**TEXT SEGMENT:**
+ + + + +

By Lacy Doyle and Noor Chadha
Here is a preview of the outstanding exhibitions on view this fall in New York City:
Best of NYC Museum Exhibitions Recommended by Lacy Doyle
Agnes Martin
Guggenheim, 1075 Fifth Avenue, New York
October 7, 2016 – January 11, 2017
Filling the Guggenheim rotunda, this exhibition will trace Agnes Martin’s (1912–2004) career from her early experiments of the 1950s through her mature oeuvre and final paintings, making it the first comprehensive survey of the artist’s work since her death in 2004. One of the preeminent American painters of the twentieth century, Martin created subtle and evocative canvases that had a significant influence on artists of her time and subsequent generations. For more than four decades, she explored limited compositional motifs yet discovered endless nuance and variation.
By 1960, she had developed her signature grid-pattern works—radical presentations of interlocking horizontal and vertical lines in pencil on large square canvases that at first seem to appear blank. Often associated with and considered an important figure of Minimalism, Martin’s work stands apart. Influenced by Asian belief systems including Taoism and Zen Buddhism and the natural surroundings of her home in New Mexico, her restrained style was underpinned by a personal conviction in the emotive and expressive power of art.
Take Me (I’m Yours)
The Jewish Museum, 1109 5th Ave at 92nd Street
September 16, 2016 – February 5, 2017
In this highly unconventional exhibition, visitors are encouraged to participate, touch, and even take home works of art by more than 40 international and intergenerational artists, many of whom are creating new and site-specific works for the exhibition.
Take Me (I’m Yours) aims to construct a democratic space for all visitors to participate in the creation and ownership of an artwork, thus commenting on the politics of value, consumerism, and hierarchical structures of the art market. The exhibition encourages shared experiences and direct engagement with works of art, suggesting alternative ways that artists can live in, contribute to, and gain from society at large.
Carmen Herrera: Lines of Sight
Whitney Museum of American Art, 99 Gansevoort Street
September 16, 2016 – January 2, 2017
Carmen Herrera: Lines of Sight is the first museum exhibition of this groundbreaking 101-year-old artist in New York City in nearly two decades. Focusing on the years 1948 to 1978, the period during which Herrera developed her signature style, the show features more than fifty works, including paintings, three-dimensional works, and works on paper. It begins with the formative period following World War II, when Herrera lived in Paris and experimented with different modes of abstraction before establishing the visual language that she would explore with great nuance for the succeeding five decades.

+ + + + +

**EXCERPTED DATA:**
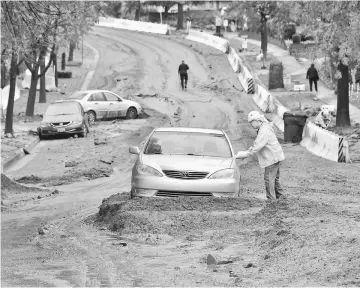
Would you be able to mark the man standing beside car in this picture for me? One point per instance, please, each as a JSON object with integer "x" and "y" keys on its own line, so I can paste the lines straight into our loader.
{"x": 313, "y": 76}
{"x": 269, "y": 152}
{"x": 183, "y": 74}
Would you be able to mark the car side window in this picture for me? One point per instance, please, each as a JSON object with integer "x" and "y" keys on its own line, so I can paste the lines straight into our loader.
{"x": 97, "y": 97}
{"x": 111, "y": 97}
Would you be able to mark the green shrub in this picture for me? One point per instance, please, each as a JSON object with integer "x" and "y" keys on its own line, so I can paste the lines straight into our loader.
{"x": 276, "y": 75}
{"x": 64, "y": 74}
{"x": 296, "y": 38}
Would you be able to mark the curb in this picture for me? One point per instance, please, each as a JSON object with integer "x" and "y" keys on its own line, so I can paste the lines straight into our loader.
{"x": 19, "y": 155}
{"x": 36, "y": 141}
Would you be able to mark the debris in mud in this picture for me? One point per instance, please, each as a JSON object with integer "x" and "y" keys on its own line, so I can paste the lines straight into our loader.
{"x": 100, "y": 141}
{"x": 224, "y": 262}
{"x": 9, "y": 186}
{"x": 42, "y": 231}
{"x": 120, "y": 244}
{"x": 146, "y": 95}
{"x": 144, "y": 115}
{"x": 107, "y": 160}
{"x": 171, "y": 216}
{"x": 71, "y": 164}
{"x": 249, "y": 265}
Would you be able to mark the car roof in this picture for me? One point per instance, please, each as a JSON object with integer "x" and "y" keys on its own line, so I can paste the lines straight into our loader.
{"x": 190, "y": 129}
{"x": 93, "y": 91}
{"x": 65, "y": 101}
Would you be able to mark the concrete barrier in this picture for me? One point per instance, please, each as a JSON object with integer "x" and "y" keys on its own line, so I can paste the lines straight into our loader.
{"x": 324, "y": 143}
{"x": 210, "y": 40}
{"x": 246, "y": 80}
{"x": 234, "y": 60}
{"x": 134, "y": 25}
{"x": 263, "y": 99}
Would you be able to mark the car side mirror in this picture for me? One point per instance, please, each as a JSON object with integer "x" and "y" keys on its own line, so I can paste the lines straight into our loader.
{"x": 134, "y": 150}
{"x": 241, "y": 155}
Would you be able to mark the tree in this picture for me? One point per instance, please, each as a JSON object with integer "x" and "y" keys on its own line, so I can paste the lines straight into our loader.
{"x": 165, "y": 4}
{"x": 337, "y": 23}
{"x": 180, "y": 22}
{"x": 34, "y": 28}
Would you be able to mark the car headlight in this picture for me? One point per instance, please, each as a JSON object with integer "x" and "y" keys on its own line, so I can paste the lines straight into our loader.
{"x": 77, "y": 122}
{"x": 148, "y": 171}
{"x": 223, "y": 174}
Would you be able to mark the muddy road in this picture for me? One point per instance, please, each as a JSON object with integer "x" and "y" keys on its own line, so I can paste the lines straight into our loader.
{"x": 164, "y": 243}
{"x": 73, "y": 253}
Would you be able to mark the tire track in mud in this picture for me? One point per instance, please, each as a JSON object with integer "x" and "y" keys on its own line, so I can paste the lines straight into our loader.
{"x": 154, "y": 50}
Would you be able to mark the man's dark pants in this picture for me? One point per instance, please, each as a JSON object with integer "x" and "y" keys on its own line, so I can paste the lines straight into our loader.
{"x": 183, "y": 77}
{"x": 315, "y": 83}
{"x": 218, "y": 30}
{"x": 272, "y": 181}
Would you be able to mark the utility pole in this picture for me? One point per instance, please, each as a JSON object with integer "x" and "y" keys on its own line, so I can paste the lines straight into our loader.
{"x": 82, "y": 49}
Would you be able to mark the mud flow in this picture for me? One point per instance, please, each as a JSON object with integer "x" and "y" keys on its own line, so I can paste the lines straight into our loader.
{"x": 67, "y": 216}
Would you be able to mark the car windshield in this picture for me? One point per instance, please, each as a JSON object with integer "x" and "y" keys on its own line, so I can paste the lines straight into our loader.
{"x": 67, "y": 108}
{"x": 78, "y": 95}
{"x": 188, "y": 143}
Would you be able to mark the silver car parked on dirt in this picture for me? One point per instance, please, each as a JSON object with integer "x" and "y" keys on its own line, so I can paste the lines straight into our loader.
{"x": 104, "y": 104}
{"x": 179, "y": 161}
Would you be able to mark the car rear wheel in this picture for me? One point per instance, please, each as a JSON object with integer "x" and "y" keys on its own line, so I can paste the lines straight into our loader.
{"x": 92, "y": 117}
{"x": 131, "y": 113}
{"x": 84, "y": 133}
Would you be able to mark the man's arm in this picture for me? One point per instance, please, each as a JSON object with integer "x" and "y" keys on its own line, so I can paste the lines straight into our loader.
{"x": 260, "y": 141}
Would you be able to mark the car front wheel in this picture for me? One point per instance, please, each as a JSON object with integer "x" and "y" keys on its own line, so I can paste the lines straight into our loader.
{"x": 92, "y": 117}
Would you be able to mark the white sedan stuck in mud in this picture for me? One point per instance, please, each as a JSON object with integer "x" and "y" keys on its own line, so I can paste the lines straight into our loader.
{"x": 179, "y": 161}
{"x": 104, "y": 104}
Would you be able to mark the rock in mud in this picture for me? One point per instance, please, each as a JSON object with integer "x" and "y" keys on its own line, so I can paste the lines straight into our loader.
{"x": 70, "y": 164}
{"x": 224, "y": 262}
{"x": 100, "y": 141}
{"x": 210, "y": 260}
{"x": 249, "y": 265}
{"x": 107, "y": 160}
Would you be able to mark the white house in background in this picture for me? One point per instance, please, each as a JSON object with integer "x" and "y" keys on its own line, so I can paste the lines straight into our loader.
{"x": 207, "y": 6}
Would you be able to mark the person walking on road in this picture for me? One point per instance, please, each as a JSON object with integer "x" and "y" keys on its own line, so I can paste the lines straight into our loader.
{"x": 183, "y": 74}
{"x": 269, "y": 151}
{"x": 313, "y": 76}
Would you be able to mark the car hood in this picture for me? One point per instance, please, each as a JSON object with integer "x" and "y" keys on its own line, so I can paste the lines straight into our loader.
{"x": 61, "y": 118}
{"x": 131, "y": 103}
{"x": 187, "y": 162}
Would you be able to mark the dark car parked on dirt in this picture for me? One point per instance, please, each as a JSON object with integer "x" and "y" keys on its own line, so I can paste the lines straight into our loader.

+ + + + +

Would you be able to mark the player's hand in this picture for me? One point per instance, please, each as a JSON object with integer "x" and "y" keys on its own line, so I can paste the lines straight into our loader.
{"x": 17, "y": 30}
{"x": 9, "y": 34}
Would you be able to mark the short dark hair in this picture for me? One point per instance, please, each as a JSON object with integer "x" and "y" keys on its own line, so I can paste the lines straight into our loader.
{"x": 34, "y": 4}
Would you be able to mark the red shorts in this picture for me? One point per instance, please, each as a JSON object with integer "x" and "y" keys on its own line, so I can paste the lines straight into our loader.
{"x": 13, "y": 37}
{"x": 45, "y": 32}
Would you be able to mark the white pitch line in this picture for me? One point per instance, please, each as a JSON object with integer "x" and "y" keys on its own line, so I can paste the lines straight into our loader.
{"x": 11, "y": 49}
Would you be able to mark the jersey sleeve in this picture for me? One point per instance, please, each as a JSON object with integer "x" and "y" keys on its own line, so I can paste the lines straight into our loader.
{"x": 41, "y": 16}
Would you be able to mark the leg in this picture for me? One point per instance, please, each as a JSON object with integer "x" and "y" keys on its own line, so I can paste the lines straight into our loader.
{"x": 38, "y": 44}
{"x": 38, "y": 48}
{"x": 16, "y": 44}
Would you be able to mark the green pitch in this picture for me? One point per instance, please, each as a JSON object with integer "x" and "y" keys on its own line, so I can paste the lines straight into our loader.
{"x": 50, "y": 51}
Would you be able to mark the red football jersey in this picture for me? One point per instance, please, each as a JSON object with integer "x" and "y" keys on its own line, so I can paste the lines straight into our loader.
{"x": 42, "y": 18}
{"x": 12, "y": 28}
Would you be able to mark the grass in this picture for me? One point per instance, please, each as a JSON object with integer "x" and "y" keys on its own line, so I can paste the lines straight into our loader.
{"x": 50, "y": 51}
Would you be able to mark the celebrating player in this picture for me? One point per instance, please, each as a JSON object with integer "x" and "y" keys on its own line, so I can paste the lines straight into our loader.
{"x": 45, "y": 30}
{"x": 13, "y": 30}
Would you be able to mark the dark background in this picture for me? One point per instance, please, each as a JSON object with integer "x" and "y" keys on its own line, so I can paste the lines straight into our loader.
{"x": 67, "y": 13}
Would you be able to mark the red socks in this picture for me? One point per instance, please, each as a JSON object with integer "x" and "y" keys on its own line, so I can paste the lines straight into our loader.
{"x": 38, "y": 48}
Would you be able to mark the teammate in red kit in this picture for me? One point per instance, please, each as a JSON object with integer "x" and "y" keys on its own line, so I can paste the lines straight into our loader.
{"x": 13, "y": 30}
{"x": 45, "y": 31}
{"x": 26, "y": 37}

+ + + + +

**SET TASKS:**
A) Do these statements agree with the exhibition preview? For each, answer yes or no and quote the words from the preview that decide it.
(i) The Agnes Martin exhibition is the first comprehensive survey of her work since her death.
(ii) Take Me (I’m Yours) shows work by fewer than 40 artists.
(iii) The Carmen Herrera show concentrates on the years 1948 to 1978.
B) Which lines of the records contain the string "pitch"? Select and copy every such line; case counts.

**RESPONSES BY TASK:**
A)
(i) Yes: "making it the first comprehensive survey of the artist’s work since her death in 2004"
(ii) No: "more than 40 international and intergenerational artists"
(iii) Yes: "Focusing on the years 1948 to 1978"

B)
Would you be able to mark the white pitch line in this picture for me? One point per instance, please, each as a JSON object with integer "x" and "y" keys on its own line, so I can paste the lines straight into our loader.
Would you be able to mark the green pitch in this picture for me? One point per instance, please, each as a JSON object with integer "x" and "y" keys on its own line, so I can paste the lines straight into our loader.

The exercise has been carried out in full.